» TASK DIRECTIONS: Restate the listing below with no word altered.

________________

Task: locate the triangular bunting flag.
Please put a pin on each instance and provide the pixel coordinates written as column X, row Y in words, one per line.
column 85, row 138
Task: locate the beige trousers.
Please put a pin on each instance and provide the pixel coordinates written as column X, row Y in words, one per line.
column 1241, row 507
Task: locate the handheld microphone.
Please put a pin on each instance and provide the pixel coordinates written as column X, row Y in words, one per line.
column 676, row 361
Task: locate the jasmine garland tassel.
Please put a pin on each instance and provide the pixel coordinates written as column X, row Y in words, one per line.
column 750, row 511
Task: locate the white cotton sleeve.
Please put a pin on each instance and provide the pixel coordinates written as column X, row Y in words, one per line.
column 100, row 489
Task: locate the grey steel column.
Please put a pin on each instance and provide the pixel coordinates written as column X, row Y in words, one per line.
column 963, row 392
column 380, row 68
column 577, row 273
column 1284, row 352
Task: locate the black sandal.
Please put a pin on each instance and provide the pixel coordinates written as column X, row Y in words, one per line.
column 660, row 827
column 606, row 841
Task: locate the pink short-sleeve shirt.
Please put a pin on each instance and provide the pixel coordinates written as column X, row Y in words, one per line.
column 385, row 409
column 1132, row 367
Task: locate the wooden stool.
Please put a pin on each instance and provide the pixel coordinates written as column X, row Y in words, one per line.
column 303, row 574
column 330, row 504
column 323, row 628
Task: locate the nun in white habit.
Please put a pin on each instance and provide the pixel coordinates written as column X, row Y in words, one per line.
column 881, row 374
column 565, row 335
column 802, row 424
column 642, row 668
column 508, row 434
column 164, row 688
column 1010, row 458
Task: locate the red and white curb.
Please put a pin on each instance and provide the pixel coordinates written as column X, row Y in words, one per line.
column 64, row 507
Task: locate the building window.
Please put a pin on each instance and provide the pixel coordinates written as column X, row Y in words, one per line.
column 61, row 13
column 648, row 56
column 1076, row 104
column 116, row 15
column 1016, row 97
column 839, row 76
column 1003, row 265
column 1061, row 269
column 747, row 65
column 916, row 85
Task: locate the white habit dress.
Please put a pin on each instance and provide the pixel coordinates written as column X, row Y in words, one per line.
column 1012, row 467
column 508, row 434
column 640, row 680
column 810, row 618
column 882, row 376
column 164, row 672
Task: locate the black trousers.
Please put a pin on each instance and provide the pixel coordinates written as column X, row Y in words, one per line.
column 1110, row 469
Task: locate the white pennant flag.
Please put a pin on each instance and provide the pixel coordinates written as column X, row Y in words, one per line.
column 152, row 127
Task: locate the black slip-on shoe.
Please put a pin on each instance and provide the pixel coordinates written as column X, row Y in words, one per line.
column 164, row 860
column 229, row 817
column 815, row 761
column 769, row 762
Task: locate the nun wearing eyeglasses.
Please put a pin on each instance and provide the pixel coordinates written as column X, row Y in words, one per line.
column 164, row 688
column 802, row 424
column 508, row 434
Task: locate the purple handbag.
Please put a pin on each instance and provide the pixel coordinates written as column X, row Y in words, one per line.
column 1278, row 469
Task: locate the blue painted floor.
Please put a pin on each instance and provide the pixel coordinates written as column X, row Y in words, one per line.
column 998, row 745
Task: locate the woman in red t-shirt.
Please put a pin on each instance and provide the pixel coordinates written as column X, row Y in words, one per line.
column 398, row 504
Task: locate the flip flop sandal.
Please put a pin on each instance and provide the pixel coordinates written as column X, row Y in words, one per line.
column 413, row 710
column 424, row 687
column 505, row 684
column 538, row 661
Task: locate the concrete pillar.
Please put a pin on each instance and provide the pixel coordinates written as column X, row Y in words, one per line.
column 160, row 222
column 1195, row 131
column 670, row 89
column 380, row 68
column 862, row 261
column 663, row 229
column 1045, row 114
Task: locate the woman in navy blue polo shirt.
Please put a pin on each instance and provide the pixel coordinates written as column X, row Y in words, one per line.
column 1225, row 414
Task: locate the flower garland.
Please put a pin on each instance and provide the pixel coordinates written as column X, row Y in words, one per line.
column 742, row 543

________________

» RESULT FOR THIS TASK:
Task: locate the triangular bunting flag.
Please put a pin on each instance and provide the pixel coordinates written as column X, row Y in words, one per line.
column 85, row 138
Task: locate the beige trousers.
Please put a pin on each instance and provide the pixel coordinates written as column X, row Y in words, one per line.
column 1241, row 507
Task: locate the handheld microphone.
Please put a pin on each instance and provide the pixel coordinates written as column X, row Y in words, one per line.
column 676, row 361
Task: locate the jasmine garland tassel.
Please put a pin on each instance and provide the pixel coordinates written as column X, row Y in words, one per line.
column 750, row 511
Task: locate the white cotton sleeve.
Please put a pin on each instance and provide the pixel coordinates written as column X, row Y in words, one per line.
column 100, row 489
Task: locate the grey steel column.
Please put a pin on each instance and provide the pixel coordinates written as column X, row Y in words, one per line.
column 963, row 392
column 380, row 68
column 577, row 273
column 1284, row 352
Task: locate the black sandal.
Please put a pin on each instance and provide the pixel coordinates written as column X, row Y in words, one per line.
column 660, row 827
column 606, row 841
Task: locate the pink short-sleeve shirt.
Please put a pin on each instance and provide the pixel coordinates written as column X, row Y in words, one per line.
column 385, row 409
column 1132, row 367
Task: locate the wooden stool.
Please put a pin on each instance and provide the pixel coordinates written as column X, row Y in words, one per line.
column 303, row 574
column 330, row 504
column 323, row 628
Task: locate the nun in white habit.
Please put a pin on each instance and provide the pixel coordinates written as column X, row Y in words, one per line.
column 881, row 374
column 565, row 335
column 802, row 424
column 642, row 668
column 508, row 434
column 164, row 688
column 1010, row 458
Task: locate the red and white curb.
Please put a pin on each instance and provide the pixel coordinates written as column X, row Y in words, one per line.
column 64, row 507
Task: locate the building window.
Please put a pin on each instance and provide the pixel coordinates written as column X, row Y in words, one per line.
column 61, row 13
column 648, row 56
column 1076, row 104
column 116, row 15
column 1016, row 97
column 839, row 76
column 1003, row 265
column 1061, row 269
column 747, row 65
column 916, row 85
Task: locate the white habit dress.
Please put a pin on each instance and provide the pixel coordinates written as column X, row Y in words, one per line.
column 1012, row 467
column 508, row 434
column 640, row 680
column 810, row 618
column 882, row 376
column 164, row 672
Task: locate the black trousers.
Please put a pin on each instance and provide the pixel coordinates written as column X, row Y in words, one per line.
column 1110, row 469
Task: locate the white pennant flag.
Please put a pin on each instance and provide the pixel coordinates written as column X, row Y in words, one per line.
column 152, row 127
Task: locate the black slip-on shoe.
Please put a pin on each instance and provide the pixel coordinates written as column X, row Y in words, one per line.
column 164, row 860
column 229, row 817
column 815, row 761
column 769, row 762
Task: locate the nun wearing eyeglasses.
Please put a pin on each instance and provide the pixel coordinates written as column X, row Y in words, one per line.
column 164, row 688
column 802, row 424
column 508, row 434
Task: locate the purple handbag.
Please put a pin on each instance and provide the pixel coordinates written as column X, row Y in words, one per line.
column 1278, row 469
Task: locate the blue painted floor.
Please put a pin on each instance and provide the pixel coordinates written as column X, row Y in words, one per line.
column 998, row 745
Task: locate the woman in red t-shirt.
Please put a pin on each instance and provide the pixel coordinates written as column X, row Y in words, one per line.
column 398, row 504
Task: locate the flip flop sandal.
Please put a pin on each instance and provide the pixel coordinates written as column X, row Y in words, one per line.
column 413, row 710
column 424, row 687
column 505, row 684
column 538, row 661
Task: locate the concrete pillar.
Please put a pin on each instance and provide the pixel coordinates written as column X, row Y in words, one per line.
column 160, row 222
column 1195, row 131
column 670, row 89
column 380, row 68
column 862, row 261
column 663, row 229
column 1045, row 114
Task: locate the woman in navy blue polo shirt.
Please put a pin on each instance and provide the pixel coordinates written as column X, row Y in words, one per line.
column 1225, row 414
Task: locate the flower garland.
Please put a pin on each instance and provide the pixel coordinates written as column X, row Y in words, one per line.
column 742, row 543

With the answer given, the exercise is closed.